[Region pointing data]
-.-.-

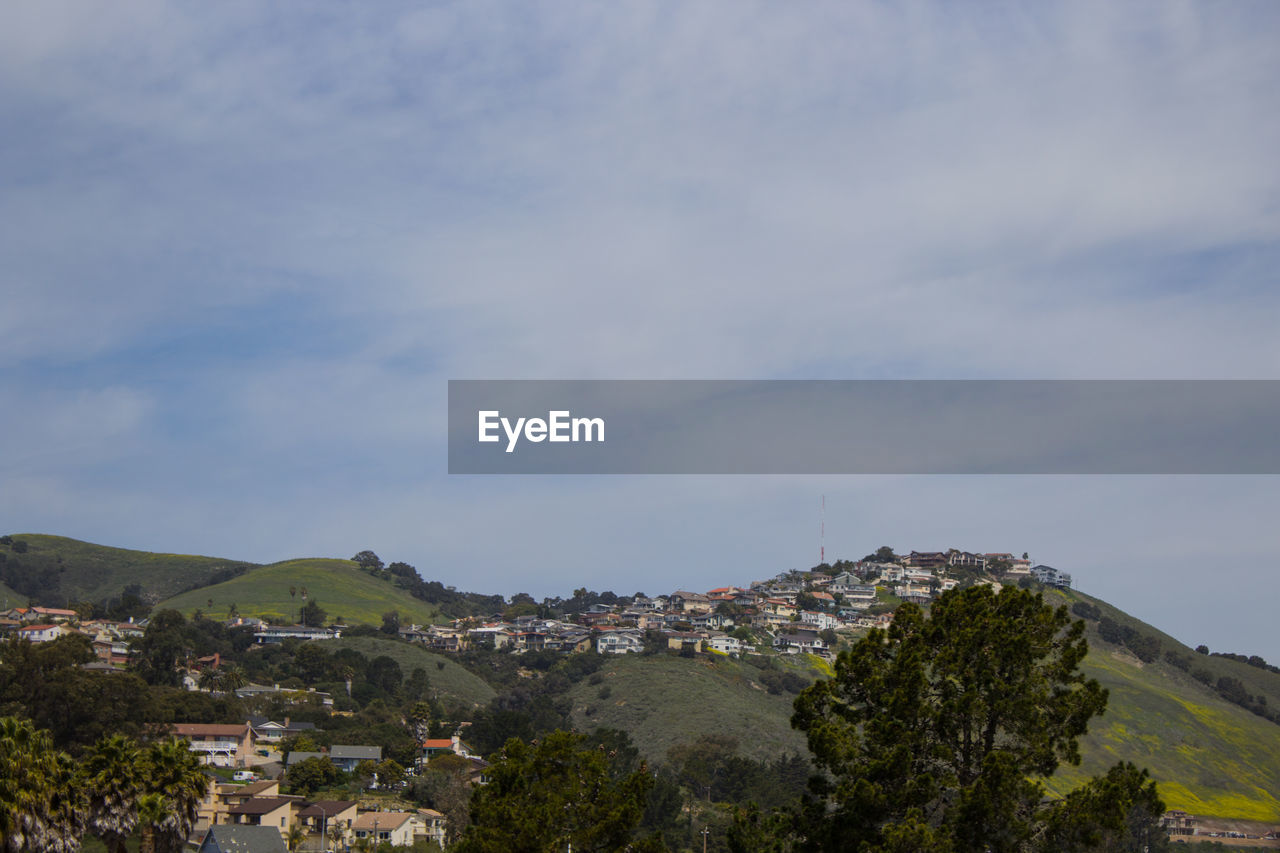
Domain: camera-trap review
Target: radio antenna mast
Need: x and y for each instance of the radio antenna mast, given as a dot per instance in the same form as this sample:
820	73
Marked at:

-.-.-

Only the lines from the one containing "Need: x and" through the end of the entries above should be written out, exactly and in full.

Response below =
Need: x and y for each instance of the radio antenna mast, given as a dot per instance in the same form as this sample:
820	73
Marked at:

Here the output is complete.